⟨

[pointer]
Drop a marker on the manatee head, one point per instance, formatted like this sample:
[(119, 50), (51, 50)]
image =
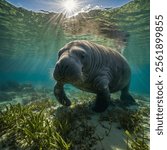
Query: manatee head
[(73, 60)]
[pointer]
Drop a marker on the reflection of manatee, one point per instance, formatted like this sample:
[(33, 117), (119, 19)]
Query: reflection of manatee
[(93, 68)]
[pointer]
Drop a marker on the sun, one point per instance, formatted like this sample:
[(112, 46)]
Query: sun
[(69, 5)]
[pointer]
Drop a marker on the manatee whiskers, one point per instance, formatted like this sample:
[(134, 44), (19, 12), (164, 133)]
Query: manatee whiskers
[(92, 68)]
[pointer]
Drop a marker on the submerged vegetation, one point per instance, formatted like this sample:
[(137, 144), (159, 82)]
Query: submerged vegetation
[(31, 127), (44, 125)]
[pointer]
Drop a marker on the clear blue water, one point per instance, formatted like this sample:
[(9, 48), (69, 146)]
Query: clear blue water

⟩
⟨

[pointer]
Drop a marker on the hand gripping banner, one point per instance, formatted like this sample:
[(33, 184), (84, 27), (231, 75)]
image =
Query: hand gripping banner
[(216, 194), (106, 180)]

⟩
⟨

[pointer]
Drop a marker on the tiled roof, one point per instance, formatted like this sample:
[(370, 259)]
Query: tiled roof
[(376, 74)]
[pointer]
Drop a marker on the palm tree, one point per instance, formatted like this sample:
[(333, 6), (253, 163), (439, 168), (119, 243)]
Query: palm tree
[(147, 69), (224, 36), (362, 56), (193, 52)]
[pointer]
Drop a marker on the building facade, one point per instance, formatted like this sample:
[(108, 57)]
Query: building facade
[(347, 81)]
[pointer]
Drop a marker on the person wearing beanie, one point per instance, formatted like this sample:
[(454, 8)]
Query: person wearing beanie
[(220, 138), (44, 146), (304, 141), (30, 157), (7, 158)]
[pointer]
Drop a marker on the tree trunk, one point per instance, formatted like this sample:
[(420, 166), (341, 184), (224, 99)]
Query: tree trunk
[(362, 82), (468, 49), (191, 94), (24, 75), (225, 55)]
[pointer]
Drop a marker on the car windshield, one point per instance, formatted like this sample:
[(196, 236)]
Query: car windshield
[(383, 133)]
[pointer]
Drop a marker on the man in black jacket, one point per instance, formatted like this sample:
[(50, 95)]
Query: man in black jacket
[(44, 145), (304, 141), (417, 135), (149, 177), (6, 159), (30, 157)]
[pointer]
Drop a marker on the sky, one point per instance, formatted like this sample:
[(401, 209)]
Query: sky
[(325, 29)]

⟩

Task to carry out:
Pull out every line of the material above that contains the word "windshield", matching case exactly.

Solution below:
Drop a marker on the car windshield, one point per instance, formatted like this sample:
Query: car windshield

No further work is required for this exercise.